====== Source extract
The idea behind Vanishing on 7th Street is fascinating one. Reminiscent of the video game Alan Wake, the survivors of an apocalypse must use light to combat whatever evil lurks in the shadows. Using our most basic fear (darkness) as an element for drama and tension, Vanishing on 7th Street had all the makings for a great thriller. Notice I used the word “had”.
After a massive blackout throws the city into complete darkness, citizens of Detroit mysteriously vanish leaving nothing but a pile of clothes. As daylight grows shorter each day and whatever is lurking in the shadow claims more victims, the remaining survivors convene at a bar that still has electricity. As they try to make sense of the madness around them, they must come up with a way to survive this apocalypse and find a way out of the city.
Easily, the redeeming quality of this film is director Brad Anderson (The Machinist, Transiberian) as he provides his usual fare of melancholy and fear with lush brush strokes. Anderson creates a breathtaking world devoid of light and life. Anderson’s use of shadows and lights creates an unsettling feeling at the pit of your stomach, one that could incite panic and tension almost effortlessly. While it’s difficult to appreciate being that the entire film is encased in darkness, Anderson did a good job limiting himself and providing amazing visuals to the film.
============
====== The records
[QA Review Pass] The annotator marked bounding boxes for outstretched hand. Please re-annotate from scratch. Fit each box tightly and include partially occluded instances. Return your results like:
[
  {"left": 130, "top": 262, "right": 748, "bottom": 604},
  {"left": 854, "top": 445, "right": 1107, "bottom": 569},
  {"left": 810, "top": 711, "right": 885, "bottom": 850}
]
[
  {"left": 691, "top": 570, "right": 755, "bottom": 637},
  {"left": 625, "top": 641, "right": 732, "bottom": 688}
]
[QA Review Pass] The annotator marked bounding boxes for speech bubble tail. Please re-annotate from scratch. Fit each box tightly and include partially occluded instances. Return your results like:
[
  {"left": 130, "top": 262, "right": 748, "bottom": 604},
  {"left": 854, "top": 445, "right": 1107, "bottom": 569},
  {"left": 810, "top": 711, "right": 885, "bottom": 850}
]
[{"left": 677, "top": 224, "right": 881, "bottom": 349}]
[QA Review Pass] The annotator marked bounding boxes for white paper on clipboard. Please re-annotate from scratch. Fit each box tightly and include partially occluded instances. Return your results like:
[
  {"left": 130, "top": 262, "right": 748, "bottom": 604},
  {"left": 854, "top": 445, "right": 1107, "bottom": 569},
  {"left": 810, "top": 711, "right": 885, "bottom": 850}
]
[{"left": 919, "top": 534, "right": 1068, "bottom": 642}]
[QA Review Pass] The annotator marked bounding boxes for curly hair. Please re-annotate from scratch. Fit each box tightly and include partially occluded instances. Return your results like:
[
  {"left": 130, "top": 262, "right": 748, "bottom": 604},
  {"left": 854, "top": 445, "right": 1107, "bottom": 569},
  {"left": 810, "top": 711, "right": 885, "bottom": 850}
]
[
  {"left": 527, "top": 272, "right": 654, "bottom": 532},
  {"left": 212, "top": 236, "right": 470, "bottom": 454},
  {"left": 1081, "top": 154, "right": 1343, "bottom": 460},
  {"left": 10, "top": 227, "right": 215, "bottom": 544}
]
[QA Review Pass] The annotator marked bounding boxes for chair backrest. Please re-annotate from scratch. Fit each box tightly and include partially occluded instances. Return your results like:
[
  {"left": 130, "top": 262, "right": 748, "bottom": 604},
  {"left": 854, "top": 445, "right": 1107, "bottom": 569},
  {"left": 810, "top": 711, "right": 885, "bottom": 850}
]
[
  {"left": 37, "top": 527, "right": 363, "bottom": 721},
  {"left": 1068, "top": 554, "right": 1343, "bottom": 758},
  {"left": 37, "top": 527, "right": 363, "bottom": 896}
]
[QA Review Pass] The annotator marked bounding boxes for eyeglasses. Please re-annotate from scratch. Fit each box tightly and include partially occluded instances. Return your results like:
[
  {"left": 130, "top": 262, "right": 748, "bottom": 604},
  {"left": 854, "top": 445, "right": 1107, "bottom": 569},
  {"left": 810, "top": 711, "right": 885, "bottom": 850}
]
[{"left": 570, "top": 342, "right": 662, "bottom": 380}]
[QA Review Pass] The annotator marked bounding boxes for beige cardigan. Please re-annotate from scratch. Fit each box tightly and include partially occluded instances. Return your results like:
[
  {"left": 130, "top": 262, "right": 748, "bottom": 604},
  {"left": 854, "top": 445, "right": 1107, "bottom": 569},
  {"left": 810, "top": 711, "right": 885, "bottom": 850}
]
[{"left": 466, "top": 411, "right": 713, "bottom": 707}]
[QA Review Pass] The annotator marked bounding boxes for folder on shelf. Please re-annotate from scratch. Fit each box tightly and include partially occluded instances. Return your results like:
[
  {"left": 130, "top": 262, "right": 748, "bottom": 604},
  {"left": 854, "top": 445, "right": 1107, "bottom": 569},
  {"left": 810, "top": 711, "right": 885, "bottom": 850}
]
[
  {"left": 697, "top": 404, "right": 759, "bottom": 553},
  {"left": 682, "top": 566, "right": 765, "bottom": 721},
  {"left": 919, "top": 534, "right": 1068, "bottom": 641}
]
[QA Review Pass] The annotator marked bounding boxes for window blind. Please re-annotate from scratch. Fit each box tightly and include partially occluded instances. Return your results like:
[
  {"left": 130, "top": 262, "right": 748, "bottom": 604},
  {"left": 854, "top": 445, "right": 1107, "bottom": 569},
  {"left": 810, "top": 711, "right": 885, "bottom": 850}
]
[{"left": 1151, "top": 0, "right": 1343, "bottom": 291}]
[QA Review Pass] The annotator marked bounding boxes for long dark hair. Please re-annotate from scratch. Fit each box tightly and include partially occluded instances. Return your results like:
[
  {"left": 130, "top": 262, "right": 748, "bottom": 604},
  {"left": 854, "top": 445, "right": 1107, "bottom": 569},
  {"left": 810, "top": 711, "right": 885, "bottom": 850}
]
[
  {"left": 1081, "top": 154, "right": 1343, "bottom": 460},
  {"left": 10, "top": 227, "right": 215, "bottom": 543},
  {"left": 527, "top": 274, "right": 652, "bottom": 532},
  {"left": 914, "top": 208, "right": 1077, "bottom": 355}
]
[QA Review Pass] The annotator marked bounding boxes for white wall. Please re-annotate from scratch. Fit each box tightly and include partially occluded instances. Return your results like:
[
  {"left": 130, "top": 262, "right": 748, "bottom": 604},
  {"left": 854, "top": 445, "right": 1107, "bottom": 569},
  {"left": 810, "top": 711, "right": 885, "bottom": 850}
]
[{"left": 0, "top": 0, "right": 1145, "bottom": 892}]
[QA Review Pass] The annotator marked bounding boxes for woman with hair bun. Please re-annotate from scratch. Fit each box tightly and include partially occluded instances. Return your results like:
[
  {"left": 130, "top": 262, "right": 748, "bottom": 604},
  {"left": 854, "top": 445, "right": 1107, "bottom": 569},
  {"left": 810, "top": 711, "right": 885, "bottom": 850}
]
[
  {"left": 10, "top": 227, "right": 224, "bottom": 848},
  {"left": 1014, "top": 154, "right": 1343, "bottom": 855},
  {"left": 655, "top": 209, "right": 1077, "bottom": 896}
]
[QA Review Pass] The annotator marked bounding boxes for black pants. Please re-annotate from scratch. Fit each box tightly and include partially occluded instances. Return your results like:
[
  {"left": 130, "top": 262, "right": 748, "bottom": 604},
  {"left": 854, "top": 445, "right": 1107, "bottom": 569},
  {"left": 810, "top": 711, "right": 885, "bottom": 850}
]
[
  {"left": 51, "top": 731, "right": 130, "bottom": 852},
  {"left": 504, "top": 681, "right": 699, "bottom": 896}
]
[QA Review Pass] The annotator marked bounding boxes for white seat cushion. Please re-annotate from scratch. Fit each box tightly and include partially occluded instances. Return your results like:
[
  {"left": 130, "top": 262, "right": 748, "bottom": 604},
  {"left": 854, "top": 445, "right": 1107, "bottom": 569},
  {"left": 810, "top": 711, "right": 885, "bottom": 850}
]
============
[Directions]
(1) Turn the rows, from the line containing "for white seat" through the last line of the rows, into a numbered list, leaving out any blank lines.
(2) Go on with the review of Vanishing on 7th Street from the point where it stops.

[Set of answers]
(1)
1. [QA Review Pass] The annotator marked bounding boxes for white seat cushion. Please re-annotate from scratch. Fit each box tightly and include partially occluded instances. Return your results like:
2. [
3.   {"left": 130, "top": 262, "right": 748, "bottom": 604},
4.   {"left": 854, "top": 445, "right": 1107, "bottom": 569},
5.   {"left": 810, "top": 711, "right": 885, "bottom": 850}
6. ]

(2)
While on paper Vanishing on 7th Street seems promising, the execution leaves somewhat of a befuddled mess. Part horror part existentialism, the movie never quite decides what it wants to be. As the characters question why this is happening and moreso why they were the ones to survive, it leads to some frustrating choices. As the movie progresses, each hurdle or bad decision is seen for exactly what it is: a plot device used to further along the story. For instance, Annie Skywalker, um, I mean Hayden Christensen, trips and falls a total of 5 times, which gives separate occasions that the shadows “almost” get him. Likewise, the “madness” that the shadows cause almost feels rushed and oddly placed, considering that it happens in a flash without real simmering or explanation.
While the themes of religion, judgment and existentialism are interesting, it’s made dull and shallow by typical archetypes these characters play. The performances don’t exactly lend itself to the material. Hayden Christensen turns out a lukewarm performance that’s neither good nor horrible. On the other end of the spectrum, Thandie Newton brings a sporadic performance that is overly dramatic and frantic. The only person to deliver a good performance was John Leguizamo (of all people) with a character that had the least back story and screen time. It just seems as if everybody is going through the motions, and the fact that the material calls for deeper thought makes each line of dialogue a bit facetious. As these characters question their place in this apocalypse, their actions throughout the movie are extremely frustrating, turning a tale of survival into a chicken with it’s head cut off clucking why at the sky.
I wanted to like a Vanishing on 7th Street, and in all actuality I did enjoy it. Despite stilted writing, frustrating characters and a downright agitating ending, at its base it’s still an interesting idea. While one could drive themselves mad thinking about how awesome this movie could have been, at its core it’s an entertaining movie filled with thrills and a great vision provided by Brad Anderson. You’ll be disappointed, but you will also be entertained.
6.20 – Okay (6s are just okay. These movies usually have many flaws, didn’t try to do anything special, or were poorly executed. Some will still love 6s, but most prefer to just rent them. Watch more trailers and read more reviews before you decide.)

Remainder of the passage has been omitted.